Things to do:
a - In the forum thread about one-sentence opera summaries, which two operas does mamascarlatti cite as answers to Charon's summary?
b - Extend the forum thread about one-sentence opera summaries from the point where it stops.

Sure, it is one sentence, but in spite of all the details, I can't recognize this one...


----------



## Charon (Sep 8, 2008)

I've only seen a few operas... maybe like 10 total. I'll give er a shot.

"Chick revived from the underworld by... her seemingly rude lover."


----------



## mamascarlatti (Sep 23, 2009)

Charon said:


> I've only seen a few operas... maybe like 10 total. I'll give er a shot.
> 
> "Chick revived from the underworld by... her seemingly rude lover."


Good one - but it was a popular subject. I'll cite two main ones:

Orfeo (Monteverdi)

Orfeo ed Eurydice (Gluck)

"Too late, dude, she's taken".


----------



## danslenoir (Nov 24, 2010)

"Too late, dude, she's taken". 

Werther?


----------



## Aramis (Mar 1, 2009)

Almaviva said:


> Sure, it is one sentence, but in spite of all the details, I can't recognize this one...

Data section:

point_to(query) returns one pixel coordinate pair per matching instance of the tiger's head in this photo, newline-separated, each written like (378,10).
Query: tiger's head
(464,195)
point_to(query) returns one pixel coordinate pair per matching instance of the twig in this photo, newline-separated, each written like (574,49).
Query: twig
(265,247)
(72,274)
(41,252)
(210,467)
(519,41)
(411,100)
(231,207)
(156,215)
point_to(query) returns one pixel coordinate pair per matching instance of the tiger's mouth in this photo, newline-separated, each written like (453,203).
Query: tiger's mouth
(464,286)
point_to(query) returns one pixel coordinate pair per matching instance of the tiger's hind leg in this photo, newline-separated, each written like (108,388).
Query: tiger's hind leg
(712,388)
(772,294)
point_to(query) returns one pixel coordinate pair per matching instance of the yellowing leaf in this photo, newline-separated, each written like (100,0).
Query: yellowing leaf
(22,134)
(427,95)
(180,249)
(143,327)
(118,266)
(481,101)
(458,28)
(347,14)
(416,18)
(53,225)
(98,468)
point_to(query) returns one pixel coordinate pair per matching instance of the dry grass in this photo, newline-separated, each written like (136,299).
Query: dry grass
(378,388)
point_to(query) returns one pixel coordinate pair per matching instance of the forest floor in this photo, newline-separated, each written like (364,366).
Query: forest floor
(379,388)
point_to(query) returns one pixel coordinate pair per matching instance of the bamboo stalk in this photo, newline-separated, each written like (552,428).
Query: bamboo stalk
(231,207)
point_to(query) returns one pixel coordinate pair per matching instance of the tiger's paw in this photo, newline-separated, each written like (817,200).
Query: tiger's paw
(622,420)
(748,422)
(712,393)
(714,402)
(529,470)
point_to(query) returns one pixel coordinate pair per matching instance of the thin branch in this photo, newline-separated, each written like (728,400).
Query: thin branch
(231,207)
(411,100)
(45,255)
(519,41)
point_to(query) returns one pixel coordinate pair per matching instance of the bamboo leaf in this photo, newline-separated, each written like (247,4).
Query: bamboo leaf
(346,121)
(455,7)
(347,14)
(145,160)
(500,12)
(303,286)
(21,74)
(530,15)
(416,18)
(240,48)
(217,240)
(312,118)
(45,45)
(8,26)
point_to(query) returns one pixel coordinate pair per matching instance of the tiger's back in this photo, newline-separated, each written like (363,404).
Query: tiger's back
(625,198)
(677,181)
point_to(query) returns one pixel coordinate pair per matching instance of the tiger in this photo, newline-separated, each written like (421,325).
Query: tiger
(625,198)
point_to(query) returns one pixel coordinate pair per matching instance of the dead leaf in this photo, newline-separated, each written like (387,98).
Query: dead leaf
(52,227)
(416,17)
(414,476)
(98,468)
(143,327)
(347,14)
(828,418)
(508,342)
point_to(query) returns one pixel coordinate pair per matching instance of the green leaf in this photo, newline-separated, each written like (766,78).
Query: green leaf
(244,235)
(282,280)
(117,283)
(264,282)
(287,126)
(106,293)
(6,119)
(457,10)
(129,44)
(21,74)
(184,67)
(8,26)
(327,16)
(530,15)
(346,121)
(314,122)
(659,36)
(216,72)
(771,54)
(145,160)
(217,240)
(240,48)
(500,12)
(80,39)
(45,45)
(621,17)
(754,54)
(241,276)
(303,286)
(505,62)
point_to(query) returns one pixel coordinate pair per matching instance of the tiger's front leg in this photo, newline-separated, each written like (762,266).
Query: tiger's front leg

Solved problems:
a - Orfeo by Monteverdi and Orfeo ed Eurydice by Gluck.

b -
NORMA


----------



## mamascarlatti (Sep 23, 2009)

danslenoir said:


> "Too late, dude, she's taken".
> 
> Werther?


Not what I was thinking of, but Werther could fit too. The dude in this one brought it on himself.


----------



## Almaviva (Aug 13, 2010)

mamascarlatti said:


> Not what I was thinking of, but Werther could fit too. The dude in this one brought it on himself.


Eugene Onegin


----------



## World Violist (May 31, 2007)

Woman has some serious domestic issues, gets arrested, gets jealous, and falls off a cliff.


----------



## Aramis (Mar 1, 2009)

World Violist said:


> Woman has some serious domestic issues, gets arrested, gets jealous, and falls off a cliff.


Richard Strauss, Sinfonia Domestica


----------



## mamascarlatti (Sep 23, 2009)

Girl goes mad due to usual love problems, restored to sanity by goat.


----------



## World Violist (May 31, 2007)

Aramis said:


> Richard Strauss, Sinfonia Domestica


No, I was thinking Lady Macbeth of Mtsensk.


----------



## Kopachris (May 31, 2010)

Hm... probably too recognizable, but: "He'd rather stay single and drink wine."


----------



## Almaviva (Aug 13, 2010)

Kopachris said:


> Hm... probably too recognizable, but: "He'd rather stay single and drink wine."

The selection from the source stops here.